EXERCISE AIM: Every line in the data below from the one containing "target | front grille slot" down to the one containing "target | overcast sky", both included, must be retyped exactly; no other line is to appear.

***** DATA SHOWN *****

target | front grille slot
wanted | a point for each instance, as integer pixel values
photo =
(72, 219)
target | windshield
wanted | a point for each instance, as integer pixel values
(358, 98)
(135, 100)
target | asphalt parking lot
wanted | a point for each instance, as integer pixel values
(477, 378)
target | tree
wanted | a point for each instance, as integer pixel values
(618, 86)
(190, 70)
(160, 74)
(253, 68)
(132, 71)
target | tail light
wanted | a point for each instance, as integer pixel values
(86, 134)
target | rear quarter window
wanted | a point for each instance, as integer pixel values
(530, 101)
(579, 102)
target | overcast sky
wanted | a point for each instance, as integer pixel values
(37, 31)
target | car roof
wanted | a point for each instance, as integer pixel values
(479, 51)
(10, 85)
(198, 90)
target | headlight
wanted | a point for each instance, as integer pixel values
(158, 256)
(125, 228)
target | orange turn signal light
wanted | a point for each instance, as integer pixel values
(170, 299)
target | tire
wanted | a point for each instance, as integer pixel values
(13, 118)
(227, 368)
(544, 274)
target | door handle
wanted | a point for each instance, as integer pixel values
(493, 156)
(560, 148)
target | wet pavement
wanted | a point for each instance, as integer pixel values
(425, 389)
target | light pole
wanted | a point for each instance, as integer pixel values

*****
***** DATA SHOWN *****

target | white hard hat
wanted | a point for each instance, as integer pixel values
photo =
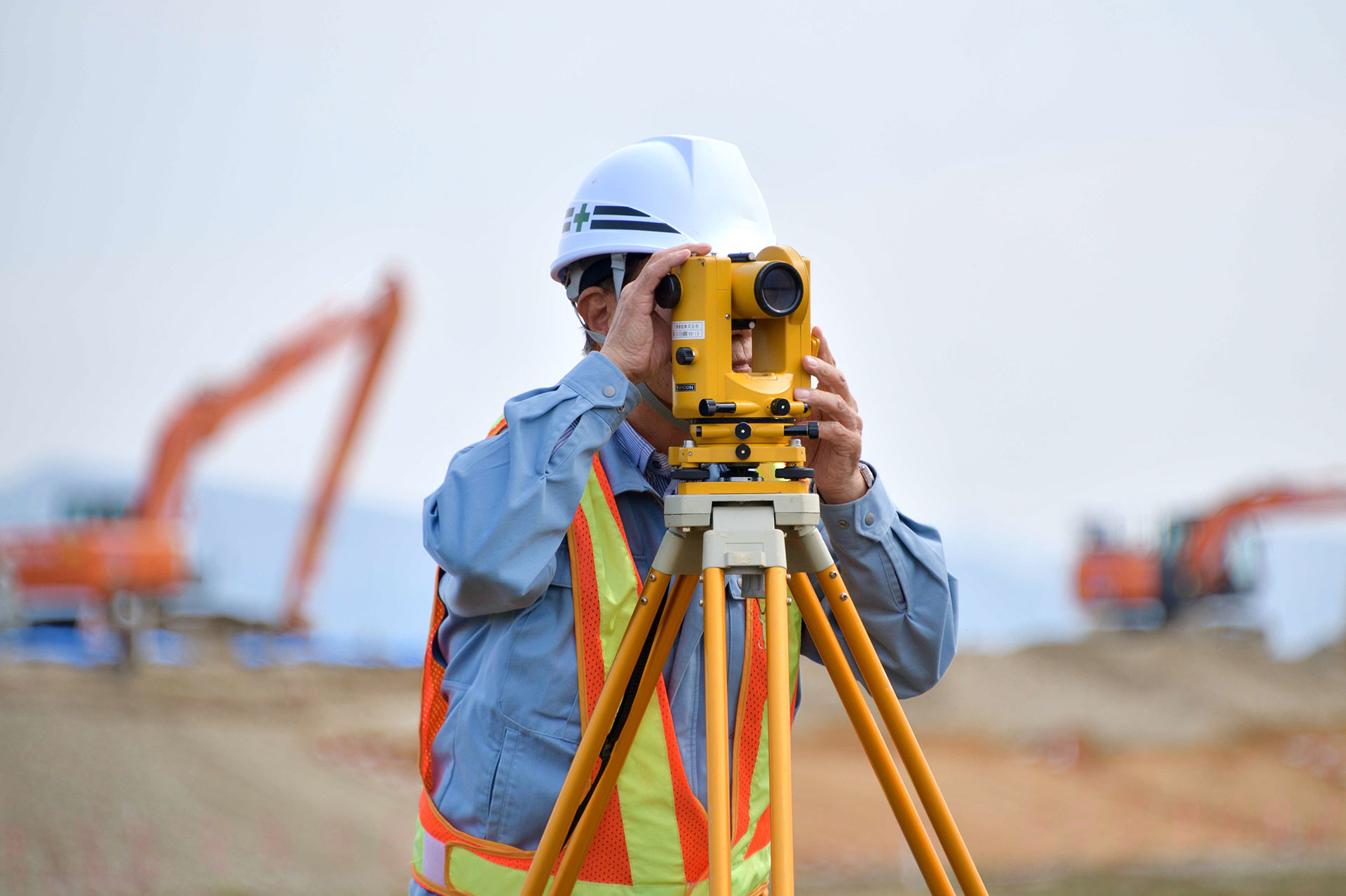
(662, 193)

*****

REPLY TO THE TASK:
target | front grille slot
wanted | a point for each instance, as integer pixel values
photo =
(72, 219)
target | windshield
wanted | a point for each instance, as integer pixel values
(358, 98)
(135, 100)
target | asphalt parking lot
wanted | a point for each instance, as integer pixel values
(477, 378)
target | tree
wanted | a point for each instance, as integer pixel values
(618, 86)
(190, 70)
(160, 74)
(253, 68)
(132, 71)
target | tail light
wanted | a point for each instance, as integer pixel values
(86, 134)
target | rear quarter window
wanted | a point for each instance, as integer pixel values
(530, 101)
(579, 102)
target | overcast sky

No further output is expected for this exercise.